Activities:
**A.** According to the passage on uncertainty, on what date would the June employment report arrive?
**B.** Continue the passage on uncertainty from where it stops.

Text block:
● ● ● ● ● ● ●

If uncertainty is a real causative factor in economic slowdowns, it needs to be better understood. Policymaking would be aided by better measurement tools. For example, it would help me as a policymaker if we had a firmer grip on the various channels through which uncertainty affects decision-making of economic actors.
I have been thinking about the different kinds of uncertainty we face. Often we policymakers grapple with uncertainty associated with discrete events. The passage of the event to a great extent resolves the uncertainty. The outcome of the Brexit referendum would be known by June 24. The interpretation of the May employment report would come clear, or clearer, with the arrival of the June employment report on July 8. I would contrast these examples of short-term, self-resolving uncertainty with long-term, persistent, chronic uncertainty such as that brought on by the Brexit referendum outcome.

● ● ● ● ● ● ●

Information provided:
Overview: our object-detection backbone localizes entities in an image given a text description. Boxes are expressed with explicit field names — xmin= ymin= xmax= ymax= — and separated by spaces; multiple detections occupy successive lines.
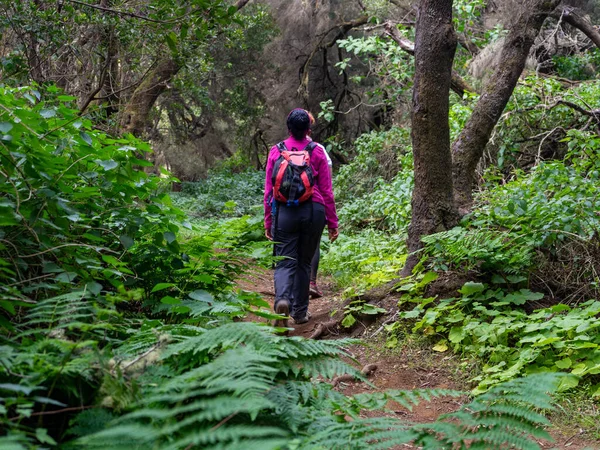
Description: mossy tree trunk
xmin=403 ymin=0 xmax=458 ymax=275
xmin=121 ymin=56 xmax=182 ymax=137
xmin=452 ymin=0 xmax=560 ymax=213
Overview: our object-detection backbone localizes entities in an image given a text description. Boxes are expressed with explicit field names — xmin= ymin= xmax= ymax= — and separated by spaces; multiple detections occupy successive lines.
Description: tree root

● ● ● ● ● ● ●

Numbered answers:
**A.** July 8

**B.**
Measuring uncertainty is quite difficult, as you would expect. We have some tools, but they are imperfect. There are uncertainty indexes. We also have survey data. At the Federal Reserve Bank of Atlanta, in partnership with the University of Chicago and Stanford University, we conduct large-sample surveys of business leaders to gauge how they assess the risks they face and how these risks inform their decisions. In a post-Brexit survey a few days ago, roughly one-third of the businesses we surveyed indicated that the result of the referendum made their sales outlook more uncertain. They indicated they would be more cautious in hiring and capital spending decisions as a result of Brexit. We had a spirited internal discussion of whether one-third is a big number or not-so-big.
Taking a long view, policymaking may have to adapt to an altered environment. To avoid letting uncertainty become a nebulous rationale for repeated inaction, refinements to how we measure uncertainty and how we gauge its effects are to be encouraged. Economists have useful work under way on the problem. I look forward to more and better tools.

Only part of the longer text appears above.